### What is needed:
Replace "night-vision" with "infrared" in everything from the start of the lines down to the line containing "310, 154, 342, 177", and leave all other text unchanged. Leave the pictures out of your answer.

--- begin Data for processing ---

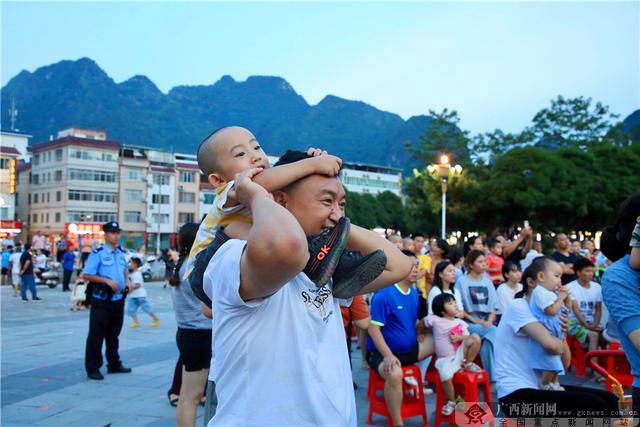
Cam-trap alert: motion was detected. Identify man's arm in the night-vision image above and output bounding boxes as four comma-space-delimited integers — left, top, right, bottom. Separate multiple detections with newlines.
235, 169, 309, 301
347, 224, 413, 294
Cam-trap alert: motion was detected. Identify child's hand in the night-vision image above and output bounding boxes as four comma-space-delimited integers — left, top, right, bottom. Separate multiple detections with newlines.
307, 147, 329, 157
310, 154, 342, 177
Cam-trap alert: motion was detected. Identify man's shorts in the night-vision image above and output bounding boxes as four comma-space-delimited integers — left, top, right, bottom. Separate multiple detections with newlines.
176, 328, 211, 372
367, 341, 418, 370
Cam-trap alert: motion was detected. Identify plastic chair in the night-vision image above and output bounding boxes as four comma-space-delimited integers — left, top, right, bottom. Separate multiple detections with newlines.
605, 342, 633, 391
425, 356, 492, 427
367, 365, 429, 427
567, 335, 587, 378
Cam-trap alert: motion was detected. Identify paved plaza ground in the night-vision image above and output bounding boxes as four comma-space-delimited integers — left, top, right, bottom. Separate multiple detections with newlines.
0, 283, 604, 427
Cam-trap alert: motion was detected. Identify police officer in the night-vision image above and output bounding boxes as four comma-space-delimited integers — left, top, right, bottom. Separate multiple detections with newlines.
82, 222, 131, 380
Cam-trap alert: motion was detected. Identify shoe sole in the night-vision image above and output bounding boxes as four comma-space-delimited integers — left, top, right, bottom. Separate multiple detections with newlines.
303, 217, 351, 288
333, 249, 387, 299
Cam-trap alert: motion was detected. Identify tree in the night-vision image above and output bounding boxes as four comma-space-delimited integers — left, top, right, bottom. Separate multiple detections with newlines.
406, 108, 471, 166
529, 96, 629, 149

--- end Data for processing ---

### Solution to this problem:
Cam-trap alert: motion was detected. Identify man's arm in the infrared image above and output bounding boxes as four comma-space-delimited integers — left, top, right, bottom. Separate multiple detections with newlines.
235, 169, 309, 301
347, 224, 413, 294
Cam-trap alert: motion was detected. Identify child's hand in the infrared image above and output bounding boxes as four comma-space-delimited integers — left, top, right, bottom. Separate multiple detections with newlines.
307, 147, 329, 157
310, 154, 342, 177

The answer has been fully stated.